## begin PROVIDED RECORDS
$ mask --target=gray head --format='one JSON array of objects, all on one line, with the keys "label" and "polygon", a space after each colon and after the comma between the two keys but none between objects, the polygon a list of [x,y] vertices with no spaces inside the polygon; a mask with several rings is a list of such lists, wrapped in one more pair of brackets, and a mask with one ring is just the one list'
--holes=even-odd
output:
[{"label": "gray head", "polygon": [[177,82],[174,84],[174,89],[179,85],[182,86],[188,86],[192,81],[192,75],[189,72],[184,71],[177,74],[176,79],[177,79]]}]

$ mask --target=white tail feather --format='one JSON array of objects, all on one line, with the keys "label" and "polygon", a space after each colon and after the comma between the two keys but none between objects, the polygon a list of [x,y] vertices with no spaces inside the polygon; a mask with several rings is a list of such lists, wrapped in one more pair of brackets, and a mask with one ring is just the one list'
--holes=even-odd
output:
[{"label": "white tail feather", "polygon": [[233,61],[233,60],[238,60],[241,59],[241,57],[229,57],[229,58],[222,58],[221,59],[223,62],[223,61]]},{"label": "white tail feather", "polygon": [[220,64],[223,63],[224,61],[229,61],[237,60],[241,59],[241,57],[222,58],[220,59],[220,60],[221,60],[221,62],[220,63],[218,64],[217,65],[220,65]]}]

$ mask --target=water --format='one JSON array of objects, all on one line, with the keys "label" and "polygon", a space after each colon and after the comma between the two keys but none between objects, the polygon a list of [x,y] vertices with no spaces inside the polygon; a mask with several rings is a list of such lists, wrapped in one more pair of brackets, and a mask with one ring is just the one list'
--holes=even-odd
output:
## end PROVIDED RECORDS
• _PROBLEM_
How many lines in the data above contain the string "spaces"? Reply with the number alone.

• _WRITTEN RESPONSE_
3